Segment Open

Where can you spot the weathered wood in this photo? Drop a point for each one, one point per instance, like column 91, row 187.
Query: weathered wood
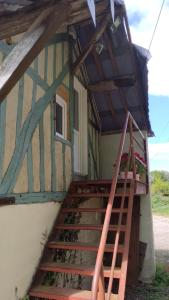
column 29, row 47
column 113, row 84
column 7, row 200
column 15, row 22
column 103, row 86
column 95, row 37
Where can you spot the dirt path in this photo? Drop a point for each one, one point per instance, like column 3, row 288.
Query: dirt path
column 161, row 238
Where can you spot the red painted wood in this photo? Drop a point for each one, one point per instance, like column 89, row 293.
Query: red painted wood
column 74, row 269
column 54, row 293
column 92, row 210
column 92, row 182
column 95, row 195
column 89, row 195
column 88, row 227
column 81, row 246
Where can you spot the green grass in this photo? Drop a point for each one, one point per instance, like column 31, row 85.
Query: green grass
column 160, row 205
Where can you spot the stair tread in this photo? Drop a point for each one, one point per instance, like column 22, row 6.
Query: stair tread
column 82, row 246
column 76, row 269
column 92, row 182
column 95, row 195
column 55, row 293
column 81, row 209
column 88, row 227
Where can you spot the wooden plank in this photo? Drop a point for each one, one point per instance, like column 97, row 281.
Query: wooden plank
column 105, row 85
column 88, row 227
column 95, row 37
column 7, row 201
column 81, row 246
column 113, row 84
column 29, row 47
column 74, row 269
column 55, row 293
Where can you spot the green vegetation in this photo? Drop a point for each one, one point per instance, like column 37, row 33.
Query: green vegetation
column 162, row 277
column 160, row 192
column 158, row 290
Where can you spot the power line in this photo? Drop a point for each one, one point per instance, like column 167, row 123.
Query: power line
column 156, row 25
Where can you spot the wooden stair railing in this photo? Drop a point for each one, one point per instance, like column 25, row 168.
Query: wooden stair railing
column 130, row 122
column 118, row 196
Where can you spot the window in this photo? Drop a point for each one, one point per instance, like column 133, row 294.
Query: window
column 76, row 110
column 61, row 117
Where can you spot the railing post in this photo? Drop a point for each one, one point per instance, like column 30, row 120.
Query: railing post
column 103, row 239
column 132, row 148
column 101, row 292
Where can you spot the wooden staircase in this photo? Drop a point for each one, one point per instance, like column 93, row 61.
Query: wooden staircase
column 109, row 270
column 122, row 209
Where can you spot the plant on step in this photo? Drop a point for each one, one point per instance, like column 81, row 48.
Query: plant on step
column 66, row 256
column 139, row 163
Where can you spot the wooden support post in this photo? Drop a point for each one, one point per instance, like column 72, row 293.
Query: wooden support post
column 96, row 36
column 30, row 46
column 101, row 292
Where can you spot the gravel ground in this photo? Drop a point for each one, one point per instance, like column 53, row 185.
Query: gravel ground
column 161, row 242
column 161, row 239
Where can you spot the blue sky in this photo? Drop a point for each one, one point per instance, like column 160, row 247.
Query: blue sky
column 143, row 16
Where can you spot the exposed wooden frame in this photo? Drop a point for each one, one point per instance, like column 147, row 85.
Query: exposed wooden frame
column 116, row 69
column 29, row 47
column 95, row 37
column 101, row 74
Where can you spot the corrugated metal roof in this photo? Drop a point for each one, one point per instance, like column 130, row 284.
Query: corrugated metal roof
column 128, row 59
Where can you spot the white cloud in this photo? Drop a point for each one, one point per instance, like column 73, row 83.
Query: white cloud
column 159, row 156
column 148, row 10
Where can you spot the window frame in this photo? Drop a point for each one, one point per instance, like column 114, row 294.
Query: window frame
column 59, row 100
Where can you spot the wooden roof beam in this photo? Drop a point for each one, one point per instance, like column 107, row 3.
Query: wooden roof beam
column 113, row 84
column 95, row 37
column 30, row 46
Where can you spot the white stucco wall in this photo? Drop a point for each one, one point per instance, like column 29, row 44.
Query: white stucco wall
column 23, row 233
column 109, row 150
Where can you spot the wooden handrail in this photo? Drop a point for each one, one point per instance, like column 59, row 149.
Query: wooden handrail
column 103, row 239
column 99, row 260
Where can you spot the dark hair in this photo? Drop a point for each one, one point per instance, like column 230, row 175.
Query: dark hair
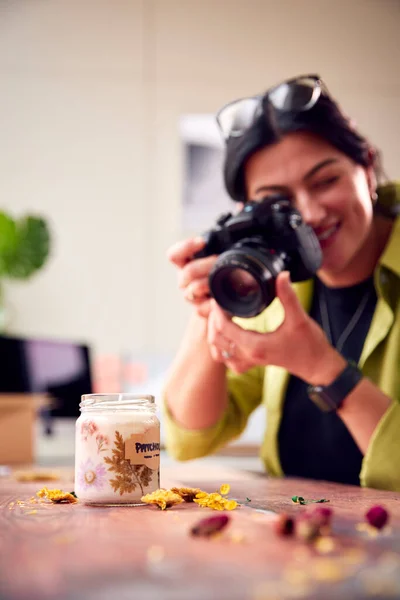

Segment Closed

#### What the task requires:
Every line above that holds the string "hair" should be returned.

#### Written reply:
Where can you spot the dark hair in this photo? Drop a point for each one, one point per instance, like column 230, row 175.
Query: dark hair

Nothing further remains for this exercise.